PROBLEMS TO SOLVE:
(1) Decide whether each statement agrees with the passage about the family's cross-country move. Answer yes or no for each, and quote the deciding words from the passage.
(a) The husband's employer covered all of the moving expenses.
(b) The family had one week to find a house in Georgia.
(c) The house they left doubled in price during the four years they lived there.
(2) List every item the passage about the family's cross-country move calls "New" in the line that begins "New schools."
(3) Continue the passage about the family's cross-country move from the point where it stops.

Our current residence is 3000 miles from our last home. The area we all knew our entire lives. For the two old farts in the family, that was a long time.
In our last home, our kids were able to attend the same elementary school. One went through three years of junior high school, and the oldest through junior high, and one year of high school.
My dream of keeping them in the same schools went away. Poof!
New schools. New friends. New routines. New culture.
We moved just slightly before the big housing crash. At the time we moved, the company my husband works for paid for all moving expenses. If, after a three month listing time, our house didn’t sell, the company would buy it from us and sell it. The company hired their own appraisers and we received far much more money than we ever dreamed of getting for that house. In fact, the four years we lived there, our house had doubled in price.
I haven’t a clue what we were thinking when we were looking for homes in Georgia. We had three days to find one (time that the company paid all expenses for us to find a house, including flight from Seattle, motel, food…etc.)
For some reason we had our eyes set on BIG. Not thinking that our oldest would be off to college two years after we moved and our daughter would soon be following….we still went BIG. Needless to say, since we bought when we did, our current home isn’t worth what we paid for it.

RECORD SET:
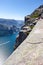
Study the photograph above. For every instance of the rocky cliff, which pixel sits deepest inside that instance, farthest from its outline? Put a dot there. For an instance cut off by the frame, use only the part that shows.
(30, 21)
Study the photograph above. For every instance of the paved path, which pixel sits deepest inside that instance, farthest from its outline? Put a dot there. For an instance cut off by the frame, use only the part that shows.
(30, 52)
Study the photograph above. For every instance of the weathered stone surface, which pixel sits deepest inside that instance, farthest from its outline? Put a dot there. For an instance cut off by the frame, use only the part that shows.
(30, 52)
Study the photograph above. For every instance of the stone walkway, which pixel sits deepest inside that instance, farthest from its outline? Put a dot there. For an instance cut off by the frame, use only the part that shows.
(30, 52)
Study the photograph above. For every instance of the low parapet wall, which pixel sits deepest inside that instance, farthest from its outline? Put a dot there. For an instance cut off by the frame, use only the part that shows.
(30, 52)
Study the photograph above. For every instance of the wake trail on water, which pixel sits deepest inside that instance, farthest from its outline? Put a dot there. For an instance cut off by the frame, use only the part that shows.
(4, 43)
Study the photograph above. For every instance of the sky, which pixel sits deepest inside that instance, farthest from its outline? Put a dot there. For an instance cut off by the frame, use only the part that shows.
(18, 9)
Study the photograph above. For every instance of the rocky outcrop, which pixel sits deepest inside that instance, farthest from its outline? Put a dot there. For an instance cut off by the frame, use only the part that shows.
(37, 14)
(30, 21)
(25, 30)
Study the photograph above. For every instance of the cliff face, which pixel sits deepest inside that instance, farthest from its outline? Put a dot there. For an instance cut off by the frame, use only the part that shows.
(30, 21)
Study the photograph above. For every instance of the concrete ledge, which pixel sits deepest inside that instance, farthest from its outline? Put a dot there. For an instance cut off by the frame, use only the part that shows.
(30, 52)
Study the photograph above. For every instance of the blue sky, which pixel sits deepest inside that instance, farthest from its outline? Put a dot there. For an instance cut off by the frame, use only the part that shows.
(18, 9)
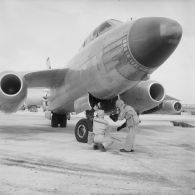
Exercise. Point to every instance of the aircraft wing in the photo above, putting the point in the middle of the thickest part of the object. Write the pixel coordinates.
(14, 86)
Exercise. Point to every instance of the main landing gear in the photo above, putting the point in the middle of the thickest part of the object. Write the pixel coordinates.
(58, 119)
(84, 126)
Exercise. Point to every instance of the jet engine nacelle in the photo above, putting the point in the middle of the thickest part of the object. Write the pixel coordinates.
(13, 90)
(171, 106)
(144, 96)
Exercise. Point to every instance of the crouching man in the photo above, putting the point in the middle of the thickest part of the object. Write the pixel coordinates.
(132, 121)
(100, 126)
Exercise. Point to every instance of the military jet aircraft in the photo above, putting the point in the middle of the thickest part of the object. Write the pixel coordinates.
(115, 60)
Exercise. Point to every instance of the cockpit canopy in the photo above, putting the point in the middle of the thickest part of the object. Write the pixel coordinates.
(101, 29)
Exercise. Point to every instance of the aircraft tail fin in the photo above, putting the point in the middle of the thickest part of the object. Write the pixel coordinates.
(48, 63)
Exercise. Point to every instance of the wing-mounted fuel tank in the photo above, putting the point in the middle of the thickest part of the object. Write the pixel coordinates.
(144, 96)
(13, 90)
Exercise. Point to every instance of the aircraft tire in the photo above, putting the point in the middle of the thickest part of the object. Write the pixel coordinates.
(63, 120)
(81, 130)
(54, 120)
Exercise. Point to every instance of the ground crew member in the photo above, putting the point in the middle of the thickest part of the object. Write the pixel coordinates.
(100, 125)
(132, 121)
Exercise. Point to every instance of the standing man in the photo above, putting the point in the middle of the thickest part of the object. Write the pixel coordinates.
(100, 126)
(132, 121)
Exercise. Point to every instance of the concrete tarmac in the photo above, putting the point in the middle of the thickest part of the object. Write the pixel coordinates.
(38, 159)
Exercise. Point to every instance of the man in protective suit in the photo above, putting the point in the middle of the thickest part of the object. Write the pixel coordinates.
(100, 125)
(132, 121)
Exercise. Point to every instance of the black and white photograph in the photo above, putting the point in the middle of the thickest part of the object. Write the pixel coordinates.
(97, 97)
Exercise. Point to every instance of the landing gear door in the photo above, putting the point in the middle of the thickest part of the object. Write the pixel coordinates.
(82, 104)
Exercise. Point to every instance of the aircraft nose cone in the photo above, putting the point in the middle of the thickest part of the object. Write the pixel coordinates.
(152, 40)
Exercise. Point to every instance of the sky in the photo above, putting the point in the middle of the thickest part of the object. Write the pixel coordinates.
(32, 30)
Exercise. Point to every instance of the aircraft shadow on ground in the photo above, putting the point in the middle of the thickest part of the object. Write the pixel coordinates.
(26, 129)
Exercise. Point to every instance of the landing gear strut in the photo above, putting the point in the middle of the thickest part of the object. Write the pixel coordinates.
(84, 126)
(60, 119)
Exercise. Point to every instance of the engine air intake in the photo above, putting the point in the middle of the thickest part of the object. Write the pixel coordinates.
(10, 84)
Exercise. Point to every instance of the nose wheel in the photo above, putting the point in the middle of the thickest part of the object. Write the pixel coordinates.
(59, 119)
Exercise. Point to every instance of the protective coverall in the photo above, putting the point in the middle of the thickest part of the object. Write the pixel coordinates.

ANSWERS BY ITEM NUMBER:
(1)
(a) Yes: "the company my husband works for paid for all moving expenses."
(b) No: "We had three days to find one"
(c) Yes: "the four years we lived there, our house had doubled in price."

(2) schools, friends, routines, culture

(3)
The finished basement of our current home is larger than our first home. I have 5 toilets to clean. Well, 4 now that the youngest has moved back home and can do his own cleaning.
My husband and I worked hard to have a great backyard for the dogs this time. Our kids all graduated from the same high school while living in this house. We had our celebrations, but it was just our immediate family, except for the year my mom visited for Christmas.
What other kind of memories does this house contain?
I have felt grief beyond what my mind and heart could handle. I lived with the fear of being diagnosed with cancer. I finally faced my mortality and, at the time, I didn’t want to live as I had been living.
I broke here and I’m trying to put myself back together.
Today, our home is cleaned in sections.
Due to a tiny house my husband inherited from his dad in rural Missouri, this won’t be the house our grandkids will grow to know as Grandma and Grandpa’s. More than likely they will know the Missouri house as our forever home.
Which is fine. That house only has two toilets and will be a breeze to clean. It’s the renovating that is a challenge.
Until then, I’m determined to wash away the bad memories this house holds. I will strive to make new, happy memories to carry with me.
….and we shall move one more time…no more.